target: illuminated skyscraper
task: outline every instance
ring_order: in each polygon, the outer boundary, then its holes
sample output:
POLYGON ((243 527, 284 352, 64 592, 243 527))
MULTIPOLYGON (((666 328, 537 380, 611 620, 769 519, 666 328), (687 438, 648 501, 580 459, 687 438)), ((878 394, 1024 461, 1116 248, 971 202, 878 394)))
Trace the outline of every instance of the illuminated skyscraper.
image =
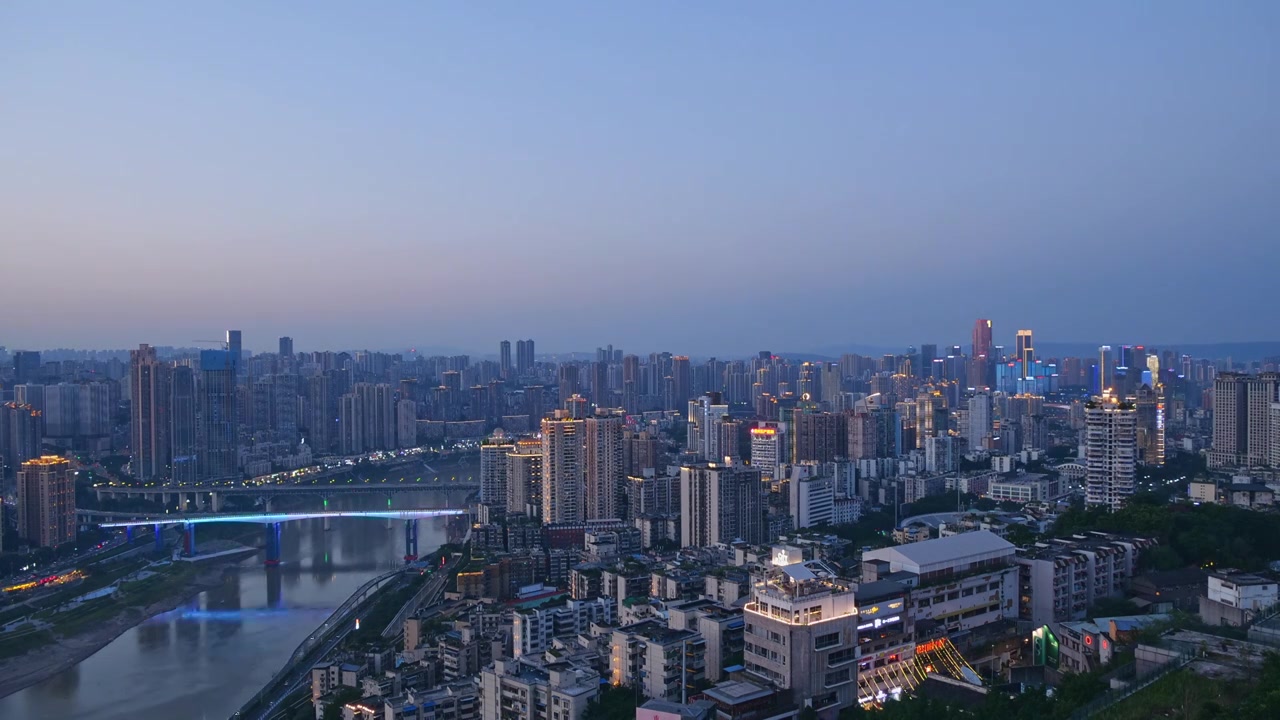
POLYGON ((129 468, 140 480, 169 477, 168 370, 154 347, 129 351, 129 468))
POLYGON ((72 464, 56 455, 35 457, 18 470, 18 536, 40 547, 76 539, 72 464))
POLYGON ((200 475, 206 480, 239 475, 236 368, 234 356, 225 350, 202 350, 200 352, 200 416, 204 428, 200 447, 200 475))
POLYGON ((1133 496, 1138 462, 1138 414, 1110 392, 1084 406, 1084 502, 1112 512, 1133 496))
POLYGON ((543 420, 543 521, 576 523, 585 516, 584 420, 556 415, 543 420))
POLYGON ((584 423, 586 432, 586 519, 621 518, 618 496, 622 492, 622 424, 625 418, 614 410, 596 410, 584 423))
POLYGON ((1032 368, 1036 365, 1036 346, 1032 342, 1030 331, 1018 331, 1014 338, 1014 348, 1018 352, 1014 360, 1018 363, 1018 373, 1021 378, 1032 377, 1032 368))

◆ ◆ ◆ ◆ ◆ ◆ ◆

=== What the task requires ===
Please rewrite the records above with "illuminated skyscraper" replaced by "lit tower" and nothing else changed. Leave the pictures out of your answer.

=== Solution for this problem ===
target: lit tower
task: outline every instance
ring_order: in each polygon, the outer boundary, then its holes
sample output:
POLYGON ((243 527, 284 352, 64 592, 243 527))
MULTIPOLYGON (((666 328, 537 380, 611 620, 769 519, 666 328), (687 438, 648 501, 580 459, 687 438)), ((878 394, 1024 461, 1116 248, 971 202, 878 394)))
Trace the outline of every instance of the lit tower.
image =
POLYGON ((129 468, 140 480, 169 477, 168 370, 154 347, 129 351, 129 468))
POLYGON ((72 464, 56 455, 35 457, 18 470, 18 536, 40 547, 76 539, 72 464))
POLYGON ((200 475, 206 480, 239 475, 236 368, 234 356, 225 350, 202 350, 200 352, 200 416, 204 428, 200 447, 200 475))
POLYGON ((1133 496, 1138 462, 1138 414, 1110 392, 1084 406, 1084 502, 1112 512, 1133 496))
POLYGON ((543 420, 543 521, 576 523, 585 516, 584 420, 556 415, 543 420))
POLYGON ((584 423, 586 432, 586 519, 621 518, 618 496, 622 492, 622 424, 625 418, 614 410, 596 410, 584 423))
POLYGON ((1032 368, 1036 365, 1036 346, 1032 342, 1030 331, 1018 331, 1014 338, 1014 348, 1018 352, 1014 360, 1018 363, 1018 373, 1021 378, 1032 377, 1032 368))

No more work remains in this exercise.